## PROVIDED DATA
┌──

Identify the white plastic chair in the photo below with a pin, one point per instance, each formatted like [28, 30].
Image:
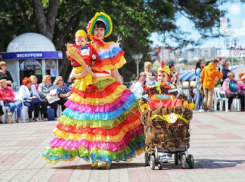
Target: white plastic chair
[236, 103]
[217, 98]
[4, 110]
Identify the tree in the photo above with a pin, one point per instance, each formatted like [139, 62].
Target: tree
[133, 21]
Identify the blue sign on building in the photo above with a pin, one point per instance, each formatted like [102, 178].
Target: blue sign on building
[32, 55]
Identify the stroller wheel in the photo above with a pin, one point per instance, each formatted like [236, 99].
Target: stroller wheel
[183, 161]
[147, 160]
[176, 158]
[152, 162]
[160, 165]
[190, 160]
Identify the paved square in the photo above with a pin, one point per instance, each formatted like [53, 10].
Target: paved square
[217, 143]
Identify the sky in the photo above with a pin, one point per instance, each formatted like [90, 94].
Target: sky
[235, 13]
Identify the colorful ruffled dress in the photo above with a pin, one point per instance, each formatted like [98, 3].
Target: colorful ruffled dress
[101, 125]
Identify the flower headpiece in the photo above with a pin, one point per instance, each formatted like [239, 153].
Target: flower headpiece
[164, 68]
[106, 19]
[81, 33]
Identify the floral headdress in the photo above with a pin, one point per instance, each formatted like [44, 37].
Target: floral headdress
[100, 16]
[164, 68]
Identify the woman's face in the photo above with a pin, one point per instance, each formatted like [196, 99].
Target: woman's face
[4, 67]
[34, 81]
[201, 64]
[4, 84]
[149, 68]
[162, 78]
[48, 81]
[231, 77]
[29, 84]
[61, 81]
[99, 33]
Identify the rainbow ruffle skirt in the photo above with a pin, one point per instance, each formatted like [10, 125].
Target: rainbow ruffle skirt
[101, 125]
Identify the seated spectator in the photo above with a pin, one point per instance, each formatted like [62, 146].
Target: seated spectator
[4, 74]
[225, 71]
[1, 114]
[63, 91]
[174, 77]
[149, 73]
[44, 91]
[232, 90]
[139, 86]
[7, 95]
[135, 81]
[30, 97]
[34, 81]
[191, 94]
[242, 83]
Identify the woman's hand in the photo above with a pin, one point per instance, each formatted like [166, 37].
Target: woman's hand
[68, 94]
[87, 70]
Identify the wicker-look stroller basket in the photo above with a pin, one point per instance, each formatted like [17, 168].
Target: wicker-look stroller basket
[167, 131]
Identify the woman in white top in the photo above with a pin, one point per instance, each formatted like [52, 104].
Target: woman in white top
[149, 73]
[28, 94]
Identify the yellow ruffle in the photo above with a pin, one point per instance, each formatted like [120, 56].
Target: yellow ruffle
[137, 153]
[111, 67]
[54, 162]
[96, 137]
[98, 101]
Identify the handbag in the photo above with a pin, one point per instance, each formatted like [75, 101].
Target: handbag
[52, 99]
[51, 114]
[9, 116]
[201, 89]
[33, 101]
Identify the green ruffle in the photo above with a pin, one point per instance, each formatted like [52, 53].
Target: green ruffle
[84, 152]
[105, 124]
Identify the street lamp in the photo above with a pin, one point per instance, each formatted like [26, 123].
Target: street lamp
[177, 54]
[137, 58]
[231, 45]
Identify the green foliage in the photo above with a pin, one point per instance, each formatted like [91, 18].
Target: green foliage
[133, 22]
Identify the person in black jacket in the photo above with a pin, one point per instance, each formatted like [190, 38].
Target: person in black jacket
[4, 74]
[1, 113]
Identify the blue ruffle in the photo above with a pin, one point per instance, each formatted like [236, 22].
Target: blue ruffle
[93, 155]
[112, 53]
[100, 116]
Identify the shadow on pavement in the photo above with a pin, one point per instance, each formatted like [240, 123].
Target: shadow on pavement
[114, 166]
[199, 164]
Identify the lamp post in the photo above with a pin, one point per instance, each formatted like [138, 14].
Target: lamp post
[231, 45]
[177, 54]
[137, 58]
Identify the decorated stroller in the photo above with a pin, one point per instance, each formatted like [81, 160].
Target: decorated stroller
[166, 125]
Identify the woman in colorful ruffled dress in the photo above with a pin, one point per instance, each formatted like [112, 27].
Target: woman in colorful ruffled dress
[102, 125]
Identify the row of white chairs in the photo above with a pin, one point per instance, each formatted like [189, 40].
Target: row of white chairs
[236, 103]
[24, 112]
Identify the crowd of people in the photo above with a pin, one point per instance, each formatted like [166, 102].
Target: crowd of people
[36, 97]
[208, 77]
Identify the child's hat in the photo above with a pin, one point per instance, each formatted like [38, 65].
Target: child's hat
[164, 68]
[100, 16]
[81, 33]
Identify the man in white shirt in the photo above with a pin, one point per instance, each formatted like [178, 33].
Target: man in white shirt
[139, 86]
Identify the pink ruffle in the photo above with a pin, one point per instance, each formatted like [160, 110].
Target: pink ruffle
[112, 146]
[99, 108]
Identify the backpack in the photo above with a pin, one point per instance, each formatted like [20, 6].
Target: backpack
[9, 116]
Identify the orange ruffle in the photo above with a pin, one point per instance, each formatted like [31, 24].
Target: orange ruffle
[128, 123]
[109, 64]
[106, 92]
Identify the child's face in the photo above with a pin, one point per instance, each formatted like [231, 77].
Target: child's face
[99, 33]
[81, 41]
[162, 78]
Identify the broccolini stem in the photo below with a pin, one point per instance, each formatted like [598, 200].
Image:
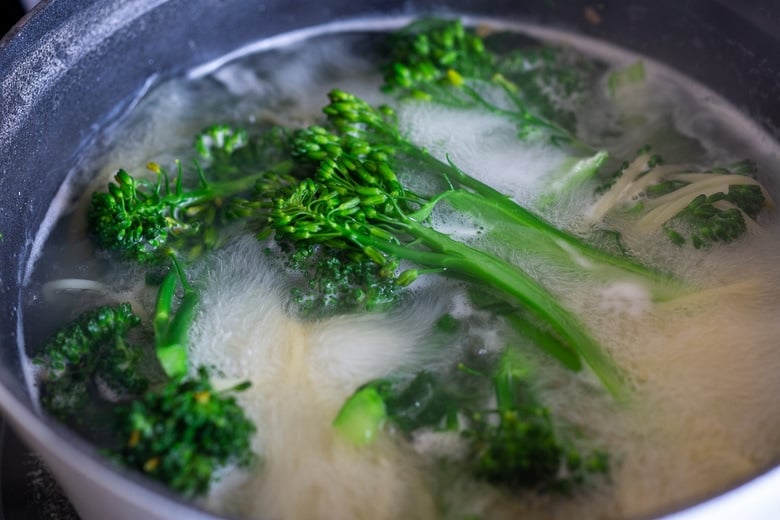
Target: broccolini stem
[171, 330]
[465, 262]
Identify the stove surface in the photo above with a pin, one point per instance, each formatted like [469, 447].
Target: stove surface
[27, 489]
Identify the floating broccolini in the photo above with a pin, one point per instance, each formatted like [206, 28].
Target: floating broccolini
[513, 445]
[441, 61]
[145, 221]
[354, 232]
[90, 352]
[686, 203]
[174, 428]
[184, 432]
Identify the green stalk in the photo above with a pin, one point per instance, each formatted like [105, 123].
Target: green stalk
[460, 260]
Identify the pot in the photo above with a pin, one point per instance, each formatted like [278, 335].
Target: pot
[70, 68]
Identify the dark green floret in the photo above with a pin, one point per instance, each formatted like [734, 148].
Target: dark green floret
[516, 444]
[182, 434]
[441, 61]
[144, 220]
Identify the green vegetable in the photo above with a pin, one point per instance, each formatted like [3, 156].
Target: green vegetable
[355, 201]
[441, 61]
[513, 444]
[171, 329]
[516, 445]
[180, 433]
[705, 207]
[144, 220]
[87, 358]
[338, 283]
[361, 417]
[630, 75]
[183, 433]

└──

## YOUR INSTRUCTIONS
Leave out the pictures and restate everything else word for word.

## THE RESULT
Identify the white plastic chair in the photo below with a pin, one point per instance, each formatted like [28, 30].
Image:
Target: white plastic chair
[236, 103]
[217, 98]
[4, 110]
Identify the tree in the photo above with a pin, one point per instance, each formatted like [139, 62].
Target: tree
[133, 21]
Identify the blue sign on building in the photo above with a pin, one point per instance, each formatted like [102, 178].
Target: blue sign on building
[32, 55]
Identify the stroller wheel in the photo above with a pin, one point per instance, each formatted like [236, 99].
Target: stroller wheel
[183, 161]
[147, 160]
[176, 158]
[152, 162]
[160, 165]
[190, 160]
Identify the paved square in the photo above with a pin, one point per instance, each formatted like [53, 10].
Target: paved square
[217, 143]
Identify the sky in the photo above with a pin, one point per instance, each formatted like [90, 94].
Target: sky
[235, 13]
Identify the colorful ruffled dress in the photo above with a pin, one point per instance, each formatted like [98, 3].
Target: colorful ruffled dress
[101, 125]
Identify the flower headpiece in the photo above with a pin, one point per instance, each formatted like [239, 153].
Target: flower headpiece
[164, 68]
[106, 19]
[81, 33]
Identify the floral headdress in the photo above with a pin, one point per instance, each formatted like [44, 37].
Target: floral headdress
[100, 16]
[164, 68]
Identify the woman's face in the photo above with a pin, one point per instance, each formatted like [196, 99].
Target: woman's face
[4, 67]
[34, 81]
[201, 64]
[4, 84]
[149, 68]
[162, 78]
[48, 81]
[231, 77]
[29, 84]
[61, 81]
[99, 33]
Identify the rainbow ruffle skirt in the photo above with a pin, one point per instance, each formatted like [10, 125].
Target: rainbow ruffle skirt
[101, 125]
Identify the seated spectator in the photo above with a pin, one point per instance, each formatted like [62, 146].
Target: seated spectator
[4, 74]
[225, 71]
[1, 114]
[63, 91]
[174, 77]
[149, 73]
[44, 91]
[232, 90]
[139, 86]
[7, 95]
[135, 81]
[30, 97]
[34, 81]
[191, 94]
[242, 83]
Identify the woman's hand in the photo above with a pin, one point per instance, each formatted like [166, 37].
Target: woman's hand
[68, 94]
[87, 70]
Identify the wicker-look stroller basket in the photo above with a pin, one point per instance, each formatted like [17, 168].
Target: wicker-look stroller basket
[167, 131]
Identify the woman in white top in the photo above with a pin, one point per instance, each formatted like [52, 104].
Target: woman in white top
[149, 73]
[28, 94]
Identify the yellow ruffle in the photo above with a pin, one point per instance, each formatted like [120, 56].
Target: yellow ruffle
[137, 153]
[111, 67]
[54, 162]
[96, 137]
[98, 101]
Identify the handbag in the photo above with a pin, one point per instance, each formatted like [75, 101].
Target: handbag
[52, 99]
[51, 114]
[9, 116]
[201, 89]
[33, 101]
Identify the green ruffle in the photo above with a pin, one point per instance, each formatted like [52, 53].
Target: green ruffle
[84, 152]
[105, 124]
Identify the street lamp in the photo above with a pin, one point per instance, each formatted like [26, 123].
Target: street lamp
[177, 54]
[137, 58]
[231, 45]
Identify the green foliage in the photo above with a pin, one point per instance, each formatted like [91, 18].
Target: green foliage
[133, 22]
Identify the person in black jacket in the photo above with a pin, one point per instance, each formatted like [190, 38].
Target: person in black jacket
[4, 74]
[1, 113]
Identify the blue ruffle in the photo above with a pin, one point per instance, each formatted like [236, 22].
Target: blue ruffle
[93, 155]
[112, 53]
[100, 116]
Identify the shadow on pavement in the photo above with a pin, one point per instance, each formatted like [240, 123].
Target: shadow on pavement
[114, 166]
[199, 164]
Identify the lamp post in the photo above with a pin, one point per instance, each formatted like [138, 14].
Target: lamp post
[231, 45]
[177, 54]
[137, 58]
Identify the decorated stroller in the photo above with a pin, one point per instance, each formatted like [81, 160].
Target: decorated stroller
[166, 125]
Identify the woman in colorful ruffled dress in the photo above with a pin, one point per instance, each formatted like [112, 27].
Target: woman in colorful ruffled dress
[102, 125]
Identify the row of white chairs in the photo above with a pin, one point per instance, each formatted like [189, 40].
Target: row of white chairs
[236, 103]
[24, 112]
Identify the crowd of people in the photo above with a pin, one point per instance, each formatted like [166, 102].
Target: crowd of people
[36, 97]
[208, 77]
Identify the child's hat in the photo above with a pin, one point per instance, each formatted like [38, 65].
Target: child's hat
[164, 68]
[100, 16]
[81, 33]
Identify the man in white shirt in the photo above with a pin, one point per instance, each formatted like [178, 33].
Target: man in white shirt
[139, 86]
Identify the pink ruffle in the photo above with a pin, one point per instance, each formatted like [160, 110].
Target: pink ruffle
[112, 146]
[99, 108]
Identify the backpack in the photo above with a pin, one point per instance, each formatted like [20, 6].
Target: backpack
[9, 116]
Identify the orange ruffle in the photo above with a pin, one point per instance, each formatted like [31, 24].
Target: orange ruffle
[128, 123]
[109, 64]
[106, 92]
Identify the child's face in the photo above with a pin, one point per instance, each formatted like [231, 77].
Target: child's face
[99, 33]
[81, 41]
[162, 78]
Identify the broccolini stem in the photo below with a pin, one point per instance, each formatted like [598, 200].
Image:
Target: broccolini stem
[171, 330]
[465, 262]
Identify the stove surface in the photo above with a pin, one point per instance, each formatted like [469, 447].
Target: stove surface
[27, 489]
Identify the floating broccolini in the photo above with a pin, one point per instance, each formatted like [206, 28].
Target: floating broccolini
[513, 445]
[441, 61]
[145, 221]
[354, 232]
[90, 352]
[686, 203]
[174, 428]
[184, 432]
Identify the green stalk in the photo above with a pin, one point per instance, each formatted like [105, 123].
Target: green stalk
[460, 260]
Identify the pot in the photo above with a pin, one point per instance, each formatted like [278, 335].
Target: pot
[70, 68]
Identify the dark green floret in the photo above with a pin, one point per instance, each formatted like [734, 148].
Target: dark green floret
[516, 444]
[182, 434]
[441, 61]
[144, 220]
Identify the green vegetable in the photo above with a pin, one point per instance, each formatted like [3, 156].
Target: green vegetable
[355, 201]
[441, 61]
[513, 444]
[171, 329]
[516, 445]
[180, 433]
[705, 207]
[144, 220]
[87, 358]
[338, 283]
[361, 417]
[630, 75]
[183, 433]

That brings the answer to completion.